- [Task input]
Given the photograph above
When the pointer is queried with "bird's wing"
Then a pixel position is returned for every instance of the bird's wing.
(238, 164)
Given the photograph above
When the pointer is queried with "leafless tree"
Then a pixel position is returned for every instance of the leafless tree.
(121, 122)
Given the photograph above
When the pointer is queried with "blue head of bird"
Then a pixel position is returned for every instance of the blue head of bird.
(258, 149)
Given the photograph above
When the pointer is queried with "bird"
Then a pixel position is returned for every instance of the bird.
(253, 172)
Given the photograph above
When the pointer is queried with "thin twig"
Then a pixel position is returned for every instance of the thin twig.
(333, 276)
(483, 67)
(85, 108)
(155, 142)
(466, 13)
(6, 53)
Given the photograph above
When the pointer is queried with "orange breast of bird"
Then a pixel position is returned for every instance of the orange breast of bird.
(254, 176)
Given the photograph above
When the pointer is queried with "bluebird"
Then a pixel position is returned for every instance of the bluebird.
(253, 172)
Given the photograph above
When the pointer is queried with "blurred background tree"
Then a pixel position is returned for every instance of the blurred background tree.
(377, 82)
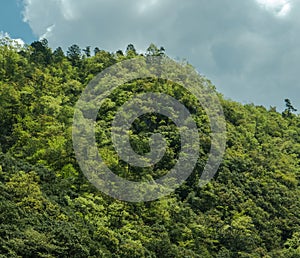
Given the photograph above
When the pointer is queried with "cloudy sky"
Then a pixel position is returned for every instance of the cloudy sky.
(250, 49)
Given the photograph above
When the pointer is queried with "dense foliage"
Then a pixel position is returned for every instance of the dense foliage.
(49, 209)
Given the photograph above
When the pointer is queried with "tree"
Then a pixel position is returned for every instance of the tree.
(74, 54)
(87, 51)
(131, 51)
(153, 50)
(289, 108)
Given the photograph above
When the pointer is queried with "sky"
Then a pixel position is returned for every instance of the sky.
(250, 49)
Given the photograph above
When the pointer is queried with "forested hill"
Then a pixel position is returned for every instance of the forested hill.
(49, 209)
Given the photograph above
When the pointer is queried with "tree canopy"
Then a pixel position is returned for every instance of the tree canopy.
(49, 209)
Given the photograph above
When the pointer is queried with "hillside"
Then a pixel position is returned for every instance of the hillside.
(49, 209)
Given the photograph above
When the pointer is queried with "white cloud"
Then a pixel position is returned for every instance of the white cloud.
(14, 42)
(280, 8)
(233, 42)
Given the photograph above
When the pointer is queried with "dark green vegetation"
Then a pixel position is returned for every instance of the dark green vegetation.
(49, 209)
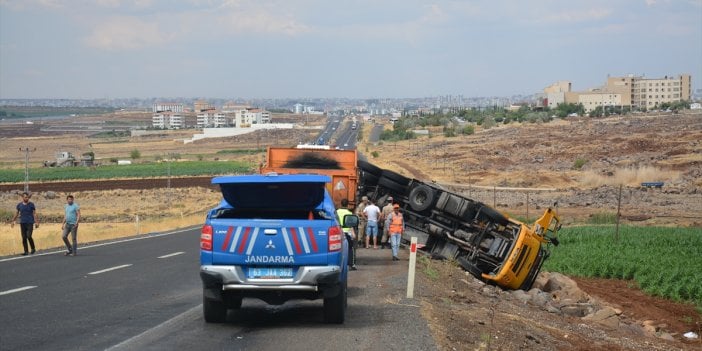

- [Task description] Which lines in the rows above contain the word "white", with case counting? Copy out every one of them.

- [Reply]
When the pointer is queried with "white cloud"
Then a pixel position is returned for every instance of the white cloud.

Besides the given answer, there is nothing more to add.